§ **Task**: For each line of the data below that holds "evenodd", copy the line.

§ **Extracted data**:

▬▬▬

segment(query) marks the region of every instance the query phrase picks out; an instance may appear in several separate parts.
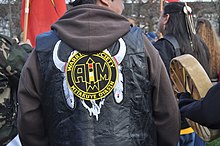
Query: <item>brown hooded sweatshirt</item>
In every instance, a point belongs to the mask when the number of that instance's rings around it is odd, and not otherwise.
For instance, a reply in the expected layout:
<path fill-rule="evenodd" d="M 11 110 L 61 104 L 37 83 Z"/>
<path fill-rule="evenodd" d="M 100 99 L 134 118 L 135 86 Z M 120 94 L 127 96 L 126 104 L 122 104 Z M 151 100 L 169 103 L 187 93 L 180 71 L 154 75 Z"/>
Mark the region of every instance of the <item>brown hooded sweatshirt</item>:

▬▬▬

§ **Solved problem**:
<path fill-rule="evenodd" d="M 11 110 L 61 104 L 37 83 Z"/>
<path fill-rule="evenodd" d="M 100 99 L 134 118 L 135 86 Z M 120 94 L 127 96 L 126 104 L 122 104 Z M 151 100 L 169 103 L 187 93 L 180 71 L 154 75 Z"/>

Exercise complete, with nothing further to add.